§ What you are asked to do: Restate every line of the material, word for word.
** begin Dataset entries **
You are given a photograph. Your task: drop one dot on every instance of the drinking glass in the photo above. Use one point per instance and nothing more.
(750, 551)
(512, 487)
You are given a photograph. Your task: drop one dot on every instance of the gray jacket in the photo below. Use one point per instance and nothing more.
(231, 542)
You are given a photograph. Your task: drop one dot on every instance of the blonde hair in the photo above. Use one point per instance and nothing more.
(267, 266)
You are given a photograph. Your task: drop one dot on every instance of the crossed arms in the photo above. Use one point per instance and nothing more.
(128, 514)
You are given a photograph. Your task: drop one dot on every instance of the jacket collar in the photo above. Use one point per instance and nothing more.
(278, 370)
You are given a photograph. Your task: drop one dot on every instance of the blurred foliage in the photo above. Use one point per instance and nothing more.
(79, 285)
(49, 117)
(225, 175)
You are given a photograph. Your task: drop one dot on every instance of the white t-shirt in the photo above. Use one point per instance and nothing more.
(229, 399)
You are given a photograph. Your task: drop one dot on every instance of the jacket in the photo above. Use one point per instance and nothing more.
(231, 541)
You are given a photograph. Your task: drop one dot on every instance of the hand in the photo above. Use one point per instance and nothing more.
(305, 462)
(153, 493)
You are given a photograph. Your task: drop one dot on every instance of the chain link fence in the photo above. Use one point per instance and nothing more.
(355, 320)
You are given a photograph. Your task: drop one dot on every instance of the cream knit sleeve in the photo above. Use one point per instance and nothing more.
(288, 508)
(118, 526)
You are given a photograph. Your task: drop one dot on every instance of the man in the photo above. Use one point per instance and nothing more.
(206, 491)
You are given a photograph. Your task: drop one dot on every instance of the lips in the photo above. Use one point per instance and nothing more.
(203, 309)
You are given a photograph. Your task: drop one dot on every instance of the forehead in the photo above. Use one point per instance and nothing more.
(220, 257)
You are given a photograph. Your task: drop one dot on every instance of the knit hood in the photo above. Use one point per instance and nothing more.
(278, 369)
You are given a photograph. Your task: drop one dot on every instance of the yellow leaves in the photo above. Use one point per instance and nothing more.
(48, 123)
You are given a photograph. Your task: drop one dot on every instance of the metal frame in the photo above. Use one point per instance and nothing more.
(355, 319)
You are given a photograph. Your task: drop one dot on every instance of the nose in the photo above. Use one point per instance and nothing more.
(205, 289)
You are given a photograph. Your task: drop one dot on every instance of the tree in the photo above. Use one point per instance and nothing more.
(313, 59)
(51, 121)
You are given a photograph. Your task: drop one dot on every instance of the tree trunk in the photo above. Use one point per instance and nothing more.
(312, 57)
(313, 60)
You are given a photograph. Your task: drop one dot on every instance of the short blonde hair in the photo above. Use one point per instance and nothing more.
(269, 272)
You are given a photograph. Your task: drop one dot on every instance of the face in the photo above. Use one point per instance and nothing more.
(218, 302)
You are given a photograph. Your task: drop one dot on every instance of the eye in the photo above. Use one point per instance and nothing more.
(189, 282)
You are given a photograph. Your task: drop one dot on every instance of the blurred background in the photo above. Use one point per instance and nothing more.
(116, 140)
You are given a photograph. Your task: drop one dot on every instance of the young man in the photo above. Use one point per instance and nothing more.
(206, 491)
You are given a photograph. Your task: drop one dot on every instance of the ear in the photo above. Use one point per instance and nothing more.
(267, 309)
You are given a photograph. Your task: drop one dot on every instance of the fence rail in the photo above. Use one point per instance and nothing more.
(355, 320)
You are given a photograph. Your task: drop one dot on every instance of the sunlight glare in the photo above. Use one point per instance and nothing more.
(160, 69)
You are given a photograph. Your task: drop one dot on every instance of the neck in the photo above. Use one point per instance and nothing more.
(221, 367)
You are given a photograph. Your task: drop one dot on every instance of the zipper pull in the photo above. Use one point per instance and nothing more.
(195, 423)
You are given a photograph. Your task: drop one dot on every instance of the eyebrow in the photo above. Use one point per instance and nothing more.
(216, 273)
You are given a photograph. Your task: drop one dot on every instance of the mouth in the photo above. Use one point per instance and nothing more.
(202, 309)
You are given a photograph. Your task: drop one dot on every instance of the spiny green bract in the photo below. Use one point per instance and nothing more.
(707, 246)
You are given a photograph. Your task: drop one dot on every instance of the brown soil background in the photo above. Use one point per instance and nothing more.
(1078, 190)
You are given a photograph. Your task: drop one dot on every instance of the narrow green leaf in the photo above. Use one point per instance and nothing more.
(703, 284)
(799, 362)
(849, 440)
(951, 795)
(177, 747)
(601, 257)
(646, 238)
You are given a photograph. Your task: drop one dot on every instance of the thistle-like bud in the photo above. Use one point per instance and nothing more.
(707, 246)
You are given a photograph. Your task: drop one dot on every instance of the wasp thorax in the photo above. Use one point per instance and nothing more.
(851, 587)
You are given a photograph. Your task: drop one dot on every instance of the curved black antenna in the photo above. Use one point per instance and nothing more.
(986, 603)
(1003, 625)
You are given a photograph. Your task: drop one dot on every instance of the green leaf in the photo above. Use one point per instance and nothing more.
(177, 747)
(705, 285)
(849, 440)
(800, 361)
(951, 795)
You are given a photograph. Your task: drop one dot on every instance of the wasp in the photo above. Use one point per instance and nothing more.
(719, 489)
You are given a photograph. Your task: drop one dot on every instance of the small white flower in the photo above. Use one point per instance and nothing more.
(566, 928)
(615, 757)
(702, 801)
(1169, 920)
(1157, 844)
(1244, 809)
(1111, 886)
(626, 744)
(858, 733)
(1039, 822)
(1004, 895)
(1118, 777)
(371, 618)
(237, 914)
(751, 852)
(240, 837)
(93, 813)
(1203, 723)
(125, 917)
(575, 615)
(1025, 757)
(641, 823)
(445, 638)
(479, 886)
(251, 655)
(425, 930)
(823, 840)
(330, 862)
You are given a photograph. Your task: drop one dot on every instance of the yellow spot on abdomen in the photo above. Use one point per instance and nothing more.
** end Dataset entries **
§ The completed task:
You are given a photograph. Your task: drop one dot on every instance of the drinking glass in the photo above. Use one point per instance and nothing more.
(750, 551)
(512, 487)
You are given a photograph. Your task: drop one dot on every instance of the gray jacket in the photo below. Use one point per instance and nothing more.
(231, 542)
You are given a photograph. Your task: drop one dot on every instance of the blonde hair in the photo above. Use one point per instance and nothing more.
(267, 266)
You are given a photograph. Your task: drop one dot on every instance of the crossed arms in the photo above. Use one point per instance and nothing more.
(128, 514)
You are given a photograph. Your task: drop one dot on every instance of the jacket collar in the photo above. Use one point per instance and nothing more.
(278, 370)
You are given a photograph. Your task: drop one dot on every instance of the blurred foliage in the photo above. Use one point per instance and nothing more.
(79, 285)
(49, 117)
(225, 175)
You are given a photograph. Your task: drop one dot on every instance of the white t-shirt in the photo above. Use one point per instance and nothing more.
(229, 399)
You are given a photograph. Your task: drop one dot on every instance of the jacket in the photo above. Use one point per instance and nothing more.
(231, 541)
You are given a photograph. Your task: drop one dot on every instance of the hand in the photo above. Use one point per instance and nothing more.
(305, 462)
(153, 493)
You are given a photograph. Your task: drop one dot on every instance of the chain link fence in the photo above. Use one point per instance and nothing more.
(355, 320)
You are given a photograph. Your task: drop one dot on every instance of the cream knit sleeve in the photo above. Use one point per instance and nothing more.
(288, 508)
(118, 526)
You are given a photograph. Your task: drop one dot on every instance of the man in the photo above. Use one point per instance and nothing more.
(206, 491)
You are given a photograph. Your task: drop one dot on every instance of the lips in the photo above. Use one point per instance and nothing more.
(203, 309)
You are given a photograph. Your task: drop one dot on every instance of the forehead in the photo above. Use one point per instance and nothing more.
(220, 257)
You are given a photograph. Your task: drop one dot on every instance of the knit hood in the photo above. Use one point per instance and nothing more.
(278, 369)
You are given a photograph. Your task: drop one dot on every instance of the yellow leaves in the photo above. Use one point per instance and nothing more.
(48, 123)
You are given a photograph. Your task: drop one dot on every instance of the metal frame in the photo above. Use one point per instance and nothing more.
(355, 319)
You are given a photograph. Your task: drop one dot on every instance of the nose in the photo above. Use one point per instance and nothing more.
(205, 289)
You are given a photograph. Your task: drop one dot on every instance of the tree in the photo above. Use one point per instance and nothing more.
(313, 59)
(51, 121)
You are given a photograph. Your task: drop one dot on every instance of the tree trunk in the photo above. Use one point per instance and nothing more.
(312, 57)
(313, 60)
You are given a photograph. Your task: drop one dot on every instance of the short blonde hair in the photo above. Use one point per instance and nothing more.
(269, 272)
You are given a photograph. Your task: drop one dot on every instance of the face in the photo above. Use one point per instance and nothing more.
(218, 302)
You are given a photograph. Your task: drop one dot on every instance of the eye in the photo above. Use one point per instance and nothing more.
(189, 282)
You are given a photograph. Your task: drop one dot on every instance of the blurred background in the photo above. Use one point per instance and nothing more.
(116, 140)
You are given a photograph. Your task: drop one dot on every instance of the young man in the photo above. Use one point per instance and nothing more.
(206, 491)
You are given a photograph. Your task: drop one dot on every instance of the ear in the photo above. Use one point per instance and nothing more.
(267, 309)
You are given a photograph. Your task: drop one dot on every instance of the fence rail in the photo above. Use one point per instance and nothing more.
(355, 320)
You are given a photograph. Your task: drop one dot on every instance of the sunlight glare in the photo above. Use one point per instance and nothing more.
(160, 69)
You are given a photograph. Your task: drop one dot on every instance of the neck in the photo above. Use one point per instance and nothing more.
(221, 367)
You are given a photograph. Your task: drop one dot on every instance of the zipper pull in the photo above. Use one point per instance and nothing more.
(195, 423)
You are given a photograph. Your task: drop one dot on every instance of the eyebrow in the photo above. Use one point per instance and nothing more.
(216, 273)
You are given a photograph. Your task: drop one dot on every instance of the mouth in the photo above. Use one point per instance and nothing more.
(202, 309)
You are given a photograph. Your task: drop one dot on every instance of the spiny green bract in the photo below. Use one point per instance and nothing more.
(707, 246)
You are given a photograph. Your task: drop one dot on every instance of the brown soil background in the photo above. Use one point per instance and nothing more.
(1078, 190)
You are given a photograph. Your task: drop one dot on every instance of the narrow green leaf in the photo above. Use one point per instance and nothing more.
(703, 284)
(799, 362)
(849, 440)
(951, 795)
(177, 747)
(601, 257)
(646, 238)
You are given a photograph. Your task: drop one dot on every instance of the thistle-like bud in the photo above. Use one point per instance and nothing more.
(707, 246)
You are given a photograph. Your task: drop one dot on every instance of the wasp thorax in the photo above. Use one point per instance and nothing more.
(851, 587)
You are given a photograph. Your task: drop one dot on every instance of the curved black antenna in the photo above. Use one point per instance and nothing more.
(986, 603)
(1003, 625)
You are given a photograph. Your task: drop one dot on every instance of the green leaf in the photo above. Use one point per instance and nothing more.
(177, 747)
(705, 285)
(849, 440)
(800, 361)
(951, 795)
You are given a photograph. Your task: drop one dot on every instance of the wasp in the photo above. Use one point per instance and nothing more.
(719, 489)
You are given a photograph. Your task: drop one dot on every instance of the small white flower in the photo above. Use one point per instance and nothing more.
(566, 928)
(615, 757)
(702, 801)
(1169, 920)
(1157, 844)
(1244, 809)
(1111, 886)
(626, 744)
(858, 733)
(1039, 822)
(1004, 895)
(1118, 777)
(371, 618)
(237, 914)
(751, 852)
(240, 837)
(93, 813)
(1203, 723)
(125, 917)
(575, 615)
(1025, 757)
(641, 823)
(445, 638)
(479, 886)
(251, 655)
(425, 930)
(823, 840)
(330, 862)
You are given a photograph. Your task: drop one dot on every instance of the yellow spot on abdomen in the photo above. Use one point per instance and nothing more.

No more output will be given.